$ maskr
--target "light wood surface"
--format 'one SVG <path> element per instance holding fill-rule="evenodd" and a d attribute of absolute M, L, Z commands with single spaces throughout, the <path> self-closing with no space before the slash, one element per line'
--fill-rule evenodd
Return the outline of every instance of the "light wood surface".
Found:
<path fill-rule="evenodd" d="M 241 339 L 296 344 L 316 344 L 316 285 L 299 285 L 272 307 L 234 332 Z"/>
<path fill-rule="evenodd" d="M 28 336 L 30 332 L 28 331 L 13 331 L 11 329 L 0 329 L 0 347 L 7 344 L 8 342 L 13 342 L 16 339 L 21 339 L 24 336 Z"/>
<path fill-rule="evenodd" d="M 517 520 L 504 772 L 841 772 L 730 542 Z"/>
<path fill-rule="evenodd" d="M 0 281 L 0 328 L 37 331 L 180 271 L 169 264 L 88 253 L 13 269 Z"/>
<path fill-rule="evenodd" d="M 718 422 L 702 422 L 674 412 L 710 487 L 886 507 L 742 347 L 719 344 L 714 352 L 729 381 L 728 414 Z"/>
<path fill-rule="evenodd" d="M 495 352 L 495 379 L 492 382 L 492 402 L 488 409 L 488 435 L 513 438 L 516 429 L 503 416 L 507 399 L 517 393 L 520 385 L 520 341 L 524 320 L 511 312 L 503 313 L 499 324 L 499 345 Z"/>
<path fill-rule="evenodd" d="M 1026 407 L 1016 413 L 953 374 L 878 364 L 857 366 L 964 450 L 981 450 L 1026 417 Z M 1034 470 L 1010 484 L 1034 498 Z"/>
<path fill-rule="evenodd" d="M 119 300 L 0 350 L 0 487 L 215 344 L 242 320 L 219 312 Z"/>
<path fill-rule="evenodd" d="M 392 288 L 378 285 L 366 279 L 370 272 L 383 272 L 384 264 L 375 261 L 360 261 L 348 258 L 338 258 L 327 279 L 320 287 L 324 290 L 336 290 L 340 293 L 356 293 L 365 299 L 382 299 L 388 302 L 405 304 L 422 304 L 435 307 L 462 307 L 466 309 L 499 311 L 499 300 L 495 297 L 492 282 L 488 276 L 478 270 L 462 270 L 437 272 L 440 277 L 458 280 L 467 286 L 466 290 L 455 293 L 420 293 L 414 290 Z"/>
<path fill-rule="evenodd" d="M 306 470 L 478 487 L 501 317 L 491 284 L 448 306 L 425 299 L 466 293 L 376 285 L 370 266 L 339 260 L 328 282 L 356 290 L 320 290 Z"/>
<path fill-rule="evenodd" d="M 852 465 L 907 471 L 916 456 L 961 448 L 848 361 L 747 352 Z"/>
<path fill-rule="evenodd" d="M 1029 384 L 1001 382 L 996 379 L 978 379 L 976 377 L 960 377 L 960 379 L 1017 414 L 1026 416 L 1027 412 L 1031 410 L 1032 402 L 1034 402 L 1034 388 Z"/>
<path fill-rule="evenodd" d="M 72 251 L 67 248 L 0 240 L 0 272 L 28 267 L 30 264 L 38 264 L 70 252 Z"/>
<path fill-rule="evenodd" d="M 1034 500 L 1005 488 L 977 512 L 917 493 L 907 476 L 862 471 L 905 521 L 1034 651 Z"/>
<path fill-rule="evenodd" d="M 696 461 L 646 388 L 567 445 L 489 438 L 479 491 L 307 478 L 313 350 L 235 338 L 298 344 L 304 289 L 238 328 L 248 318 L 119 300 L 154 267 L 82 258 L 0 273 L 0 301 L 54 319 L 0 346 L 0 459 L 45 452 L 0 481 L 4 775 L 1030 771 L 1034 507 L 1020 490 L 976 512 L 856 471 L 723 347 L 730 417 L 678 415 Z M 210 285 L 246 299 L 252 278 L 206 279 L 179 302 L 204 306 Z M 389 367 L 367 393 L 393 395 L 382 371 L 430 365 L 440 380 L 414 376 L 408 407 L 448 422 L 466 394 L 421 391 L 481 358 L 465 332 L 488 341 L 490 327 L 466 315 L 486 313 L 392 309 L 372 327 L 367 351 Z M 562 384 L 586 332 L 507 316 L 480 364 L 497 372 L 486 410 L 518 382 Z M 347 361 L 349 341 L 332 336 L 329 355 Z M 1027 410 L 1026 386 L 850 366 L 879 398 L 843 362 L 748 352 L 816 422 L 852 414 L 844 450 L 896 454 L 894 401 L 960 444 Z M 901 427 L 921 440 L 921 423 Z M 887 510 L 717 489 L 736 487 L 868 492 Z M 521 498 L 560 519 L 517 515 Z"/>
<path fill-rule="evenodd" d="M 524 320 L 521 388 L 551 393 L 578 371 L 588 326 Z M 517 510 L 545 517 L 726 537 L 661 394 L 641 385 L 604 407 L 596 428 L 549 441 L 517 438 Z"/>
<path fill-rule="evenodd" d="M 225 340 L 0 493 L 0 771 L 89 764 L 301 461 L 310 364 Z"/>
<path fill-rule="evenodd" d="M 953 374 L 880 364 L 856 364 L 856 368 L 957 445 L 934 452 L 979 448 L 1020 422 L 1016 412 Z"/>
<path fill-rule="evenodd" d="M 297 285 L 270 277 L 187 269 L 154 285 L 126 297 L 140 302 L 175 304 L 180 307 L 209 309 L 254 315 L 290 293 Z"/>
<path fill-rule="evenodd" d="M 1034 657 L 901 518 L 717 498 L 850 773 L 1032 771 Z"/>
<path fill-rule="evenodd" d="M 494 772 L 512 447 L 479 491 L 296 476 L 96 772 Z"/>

AIM — Quote the records above exactly, from their first line through the line that contains "1026 407 L 1016", including both of those lines.

COMPLETE OUTPUT —
$ maskr
--target "light wood surface"
--format 'one SVG <path> element per instance holding fill-rule="evenodd" and a d attribute of absolute M, L, Z commands with single spaces throughout, the <path> self-closing with no space before the slash, one element per line'
--fill-rule evenodd
Return the outline of every instance of the "light wood surface".
Found:
<path fill-rule="evenodd" d="M 241 339 L 296 344 L 316 344 L 316 285 L 299 285 L 272 307 L 234 332 Z"/>
<path fill-rule="evenodd" d="M 28 336 L 30 332 L 28 331 L 13 331 L 11 329 L 0 329 L 0 347 L 7 344 L 8 342 L 13 342 L 16 339 L 21 339 L 24 336 Z"/>
<path fill-rule="evenodd" d="M 517 520 L 504 772 L 841 772 L 730 542 Z"/>
<path fill-rule="evenodd" d="M 0 281 L 0 328 L 37 331 L 180 271 L 169 264 L 88 253 L 13 269 Z"/>
<path fill-rule="evenodd" d="M 718 422 L 702 422 L 674 412 L 710 487 L 886 507 L 742 347 L 719 344 L 714 352 L 729 381 L 728 414 Z"/>
<path fill-rule="evenodd" d="M 495 352 L 495 379 L 492 382 L 492 402 L 488 409 L 488 435 L 513 438 L 516 429 L 503 416 L 507 399 L 517 393 L 520 385 L 520 341 L 524 320 L 511 312 L 503 313 L 499 324 L 499 345 Z"/>
<path fill-rule="evenodd" d="M 1026 407 L 1016 413 L 953 374 L 878 364 L 857 366 L 964 450 L 981 450 L 1026 417 Z M 1034 470 L 1010 484 L 1034 498 Z"/>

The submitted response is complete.